= Beginning of Section =
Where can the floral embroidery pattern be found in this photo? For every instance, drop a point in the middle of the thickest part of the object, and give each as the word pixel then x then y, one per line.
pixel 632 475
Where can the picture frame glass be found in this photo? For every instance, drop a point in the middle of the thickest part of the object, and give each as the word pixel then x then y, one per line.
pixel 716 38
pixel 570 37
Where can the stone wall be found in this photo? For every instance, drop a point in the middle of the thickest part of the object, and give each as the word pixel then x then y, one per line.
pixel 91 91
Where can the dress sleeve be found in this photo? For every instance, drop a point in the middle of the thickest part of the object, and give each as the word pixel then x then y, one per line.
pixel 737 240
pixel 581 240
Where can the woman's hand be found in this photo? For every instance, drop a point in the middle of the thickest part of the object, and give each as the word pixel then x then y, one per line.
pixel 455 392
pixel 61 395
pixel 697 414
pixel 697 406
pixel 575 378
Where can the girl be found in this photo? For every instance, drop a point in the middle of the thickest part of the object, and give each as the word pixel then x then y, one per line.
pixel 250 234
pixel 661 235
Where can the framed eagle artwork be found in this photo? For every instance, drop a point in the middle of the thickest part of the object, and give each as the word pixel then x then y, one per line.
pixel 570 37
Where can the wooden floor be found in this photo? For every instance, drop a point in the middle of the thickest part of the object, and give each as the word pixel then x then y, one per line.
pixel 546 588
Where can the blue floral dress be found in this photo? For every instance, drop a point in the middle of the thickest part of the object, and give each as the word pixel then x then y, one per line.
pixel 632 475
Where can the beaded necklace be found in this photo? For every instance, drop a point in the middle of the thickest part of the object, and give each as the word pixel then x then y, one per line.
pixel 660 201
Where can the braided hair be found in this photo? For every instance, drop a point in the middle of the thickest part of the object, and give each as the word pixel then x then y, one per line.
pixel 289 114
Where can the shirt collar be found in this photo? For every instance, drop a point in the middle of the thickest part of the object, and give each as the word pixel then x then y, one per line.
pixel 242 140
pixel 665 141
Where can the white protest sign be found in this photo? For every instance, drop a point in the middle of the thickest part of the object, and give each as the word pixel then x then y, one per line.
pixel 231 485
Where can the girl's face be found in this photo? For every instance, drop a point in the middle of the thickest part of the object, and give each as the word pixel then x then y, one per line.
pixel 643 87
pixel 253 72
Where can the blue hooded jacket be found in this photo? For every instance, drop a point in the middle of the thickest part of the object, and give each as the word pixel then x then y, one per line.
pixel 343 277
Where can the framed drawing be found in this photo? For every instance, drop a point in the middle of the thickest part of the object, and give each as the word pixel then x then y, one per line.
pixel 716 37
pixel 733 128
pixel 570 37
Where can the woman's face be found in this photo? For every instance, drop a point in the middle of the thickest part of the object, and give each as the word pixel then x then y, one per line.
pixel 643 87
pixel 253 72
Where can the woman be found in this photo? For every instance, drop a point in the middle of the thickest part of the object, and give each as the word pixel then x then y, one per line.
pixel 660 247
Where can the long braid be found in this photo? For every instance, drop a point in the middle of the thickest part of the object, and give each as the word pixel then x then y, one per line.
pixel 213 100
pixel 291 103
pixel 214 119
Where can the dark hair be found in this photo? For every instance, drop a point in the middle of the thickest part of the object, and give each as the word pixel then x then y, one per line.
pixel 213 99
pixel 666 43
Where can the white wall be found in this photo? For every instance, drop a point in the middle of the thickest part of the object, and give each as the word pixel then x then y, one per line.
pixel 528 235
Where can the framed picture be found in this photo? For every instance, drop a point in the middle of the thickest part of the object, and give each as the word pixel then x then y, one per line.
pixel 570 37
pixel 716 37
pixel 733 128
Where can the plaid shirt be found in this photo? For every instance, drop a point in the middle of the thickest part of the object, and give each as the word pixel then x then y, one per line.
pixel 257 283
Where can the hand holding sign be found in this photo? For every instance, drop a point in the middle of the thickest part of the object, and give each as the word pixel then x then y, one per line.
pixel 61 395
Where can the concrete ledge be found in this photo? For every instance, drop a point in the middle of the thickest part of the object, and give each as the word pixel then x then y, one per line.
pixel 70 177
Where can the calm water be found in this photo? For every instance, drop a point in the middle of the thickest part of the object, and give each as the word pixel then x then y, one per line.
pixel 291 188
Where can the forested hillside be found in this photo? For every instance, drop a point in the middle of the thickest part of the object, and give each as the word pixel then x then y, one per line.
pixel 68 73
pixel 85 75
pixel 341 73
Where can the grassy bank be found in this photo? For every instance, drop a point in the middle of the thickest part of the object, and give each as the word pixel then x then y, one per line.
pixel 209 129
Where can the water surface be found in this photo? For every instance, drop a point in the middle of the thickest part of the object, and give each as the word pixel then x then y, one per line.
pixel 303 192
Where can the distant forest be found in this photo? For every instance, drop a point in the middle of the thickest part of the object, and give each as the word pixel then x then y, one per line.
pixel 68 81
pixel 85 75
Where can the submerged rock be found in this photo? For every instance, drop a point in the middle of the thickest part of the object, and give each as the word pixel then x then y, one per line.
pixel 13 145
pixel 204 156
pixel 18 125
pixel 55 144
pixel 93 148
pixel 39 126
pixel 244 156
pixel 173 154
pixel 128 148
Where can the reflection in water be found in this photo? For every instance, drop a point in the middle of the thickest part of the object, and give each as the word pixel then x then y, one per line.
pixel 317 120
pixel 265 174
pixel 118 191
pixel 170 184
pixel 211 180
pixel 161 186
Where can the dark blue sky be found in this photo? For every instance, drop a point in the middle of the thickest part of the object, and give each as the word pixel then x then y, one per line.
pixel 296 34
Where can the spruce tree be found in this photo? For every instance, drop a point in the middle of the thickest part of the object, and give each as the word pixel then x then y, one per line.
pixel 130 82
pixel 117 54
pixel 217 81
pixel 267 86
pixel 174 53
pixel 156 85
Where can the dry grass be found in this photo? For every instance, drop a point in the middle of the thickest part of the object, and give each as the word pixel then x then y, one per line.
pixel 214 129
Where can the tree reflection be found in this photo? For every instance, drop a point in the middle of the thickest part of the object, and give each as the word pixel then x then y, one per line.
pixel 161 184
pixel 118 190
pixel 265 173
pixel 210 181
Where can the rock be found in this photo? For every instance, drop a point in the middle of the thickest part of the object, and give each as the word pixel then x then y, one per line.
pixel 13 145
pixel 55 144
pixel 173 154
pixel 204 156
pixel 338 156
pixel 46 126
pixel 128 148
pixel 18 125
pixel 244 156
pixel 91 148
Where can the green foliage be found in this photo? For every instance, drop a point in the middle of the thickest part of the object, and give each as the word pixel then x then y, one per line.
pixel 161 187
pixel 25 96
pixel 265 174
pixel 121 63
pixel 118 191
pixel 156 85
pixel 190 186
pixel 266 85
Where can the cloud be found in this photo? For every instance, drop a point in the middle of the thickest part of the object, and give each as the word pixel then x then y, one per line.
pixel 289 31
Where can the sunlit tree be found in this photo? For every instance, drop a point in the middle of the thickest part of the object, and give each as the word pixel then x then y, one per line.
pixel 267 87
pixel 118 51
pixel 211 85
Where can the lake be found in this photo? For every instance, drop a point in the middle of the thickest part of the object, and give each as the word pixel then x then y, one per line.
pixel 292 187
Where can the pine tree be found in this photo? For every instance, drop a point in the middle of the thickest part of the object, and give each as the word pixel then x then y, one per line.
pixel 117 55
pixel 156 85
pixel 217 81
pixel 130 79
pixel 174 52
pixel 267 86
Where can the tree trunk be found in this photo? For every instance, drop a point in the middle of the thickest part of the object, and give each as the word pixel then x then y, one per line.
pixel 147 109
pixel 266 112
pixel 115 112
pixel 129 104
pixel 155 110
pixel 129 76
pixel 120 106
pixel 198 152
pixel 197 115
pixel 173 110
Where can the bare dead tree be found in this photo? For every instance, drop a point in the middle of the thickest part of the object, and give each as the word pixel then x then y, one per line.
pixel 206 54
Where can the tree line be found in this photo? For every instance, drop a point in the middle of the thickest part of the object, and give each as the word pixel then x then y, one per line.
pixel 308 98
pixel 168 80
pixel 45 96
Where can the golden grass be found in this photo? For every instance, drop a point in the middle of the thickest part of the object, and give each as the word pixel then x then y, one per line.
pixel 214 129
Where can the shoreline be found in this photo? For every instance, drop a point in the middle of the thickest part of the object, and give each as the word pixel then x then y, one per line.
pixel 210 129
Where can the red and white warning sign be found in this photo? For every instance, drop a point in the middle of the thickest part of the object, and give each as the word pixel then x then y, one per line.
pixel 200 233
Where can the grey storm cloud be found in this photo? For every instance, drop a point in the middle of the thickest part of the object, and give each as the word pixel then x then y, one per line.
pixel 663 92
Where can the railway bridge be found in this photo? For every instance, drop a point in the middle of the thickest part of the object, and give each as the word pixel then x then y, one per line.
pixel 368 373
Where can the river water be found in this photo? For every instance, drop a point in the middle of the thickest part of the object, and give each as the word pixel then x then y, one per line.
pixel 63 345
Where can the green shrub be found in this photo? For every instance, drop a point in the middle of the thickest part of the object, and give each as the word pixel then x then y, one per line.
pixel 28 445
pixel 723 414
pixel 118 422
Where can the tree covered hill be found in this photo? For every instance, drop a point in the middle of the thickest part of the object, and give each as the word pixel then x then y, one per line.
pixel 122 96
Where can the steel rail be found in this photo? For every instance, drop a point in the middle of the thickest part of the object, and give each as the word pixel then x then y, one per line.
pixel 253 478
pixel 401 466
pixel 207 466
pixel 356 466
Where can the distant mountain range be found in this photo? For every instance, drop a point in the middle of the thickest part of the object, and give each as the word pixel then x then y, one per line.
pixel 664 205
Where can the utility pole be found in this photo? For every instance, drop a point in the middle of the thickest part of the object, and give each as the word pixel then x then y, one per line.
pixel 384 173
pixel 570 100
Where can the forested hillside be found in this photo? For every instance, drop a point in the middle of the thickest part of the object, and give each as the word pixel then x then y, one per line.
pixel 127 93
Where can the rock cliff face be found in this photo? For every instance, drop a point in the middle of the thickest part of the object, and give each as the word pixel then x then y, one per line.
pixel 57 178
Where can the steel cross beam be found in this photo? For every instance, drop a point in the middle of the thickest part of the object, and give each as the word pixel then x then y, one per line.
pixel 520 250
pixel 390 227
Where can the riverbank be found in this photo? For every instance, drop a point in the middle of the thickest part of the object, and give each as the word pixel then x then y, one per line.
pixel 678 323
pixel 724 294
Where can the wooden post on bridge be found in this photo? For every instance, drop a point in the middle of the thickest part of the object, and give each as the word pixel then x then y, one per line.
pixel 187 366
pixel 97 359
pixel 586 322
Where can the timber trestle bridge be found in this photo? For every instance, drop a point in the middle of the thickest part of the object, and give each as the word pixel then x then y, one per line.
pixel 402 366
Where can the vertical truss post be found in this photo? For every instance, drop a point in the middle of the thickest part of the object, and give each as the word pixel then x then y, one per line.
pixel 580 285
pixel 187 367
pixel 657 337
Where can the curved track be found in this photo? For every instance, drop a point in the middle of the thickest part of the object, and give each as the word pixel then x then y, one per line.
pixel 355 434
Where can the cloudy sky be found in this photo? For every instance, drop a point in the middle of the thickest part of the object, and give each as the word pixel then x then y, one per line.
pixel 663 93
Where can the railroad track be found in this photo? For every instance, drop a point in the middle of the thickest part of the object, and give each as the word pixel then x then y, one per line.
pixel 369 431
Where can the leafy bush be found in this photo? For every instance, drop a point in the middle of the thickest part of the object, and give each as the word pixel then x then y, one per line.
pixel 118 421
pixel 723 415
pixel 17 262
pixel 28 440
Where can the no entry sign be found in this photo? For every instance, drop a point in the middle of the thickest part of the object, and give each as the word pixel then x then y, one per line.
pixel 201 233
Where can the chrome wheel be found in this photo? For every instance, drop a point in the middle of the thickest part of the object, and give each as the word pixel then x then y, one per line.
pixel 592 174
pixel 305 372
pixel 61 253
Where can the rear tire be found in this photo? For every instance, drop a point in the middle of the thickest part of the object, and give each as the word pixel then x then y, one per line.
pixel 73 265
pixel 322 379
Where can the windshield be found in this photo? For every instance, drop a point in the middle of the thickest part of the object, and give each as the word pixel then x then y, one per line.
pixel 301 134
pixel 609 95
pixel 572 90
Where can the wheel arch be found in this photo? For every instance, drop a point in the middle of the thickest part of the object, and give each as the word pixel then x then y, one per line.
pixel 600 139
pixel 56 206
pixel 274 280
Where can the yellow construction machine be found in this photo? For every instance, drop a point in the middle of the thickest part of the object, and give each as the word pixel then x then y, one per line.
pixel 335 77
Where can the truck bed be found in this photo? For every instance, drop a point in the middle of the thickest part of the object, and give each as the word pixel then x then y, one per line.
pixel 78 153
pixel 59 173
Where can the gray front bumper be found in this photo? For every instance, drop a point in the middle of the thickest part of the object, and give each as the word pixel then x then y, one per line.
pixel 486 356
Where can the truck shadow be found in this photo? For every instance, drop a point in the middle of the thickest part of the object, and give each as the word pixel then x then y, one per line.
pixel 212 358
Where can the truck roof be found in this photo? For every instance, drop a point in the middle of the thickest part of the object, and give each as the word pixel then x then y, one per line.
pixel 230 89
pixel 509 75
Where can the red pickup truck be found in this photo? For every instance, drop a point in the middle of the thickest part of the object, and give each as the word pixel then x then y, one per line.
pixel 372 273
= End of Section =
> **YOUR OBJECTIVE**
Repeat only the stretch of lines that begins at the line containing "Where can the red pickup" and ends at the last line above, both included.

> **TASK ANSWER**
Where can the red pickup truck be found in this photo? For every instance, drop a point in the middle of the thickest part of the object, and give each as the word pixel then x then y, one per line.
pixel 372 273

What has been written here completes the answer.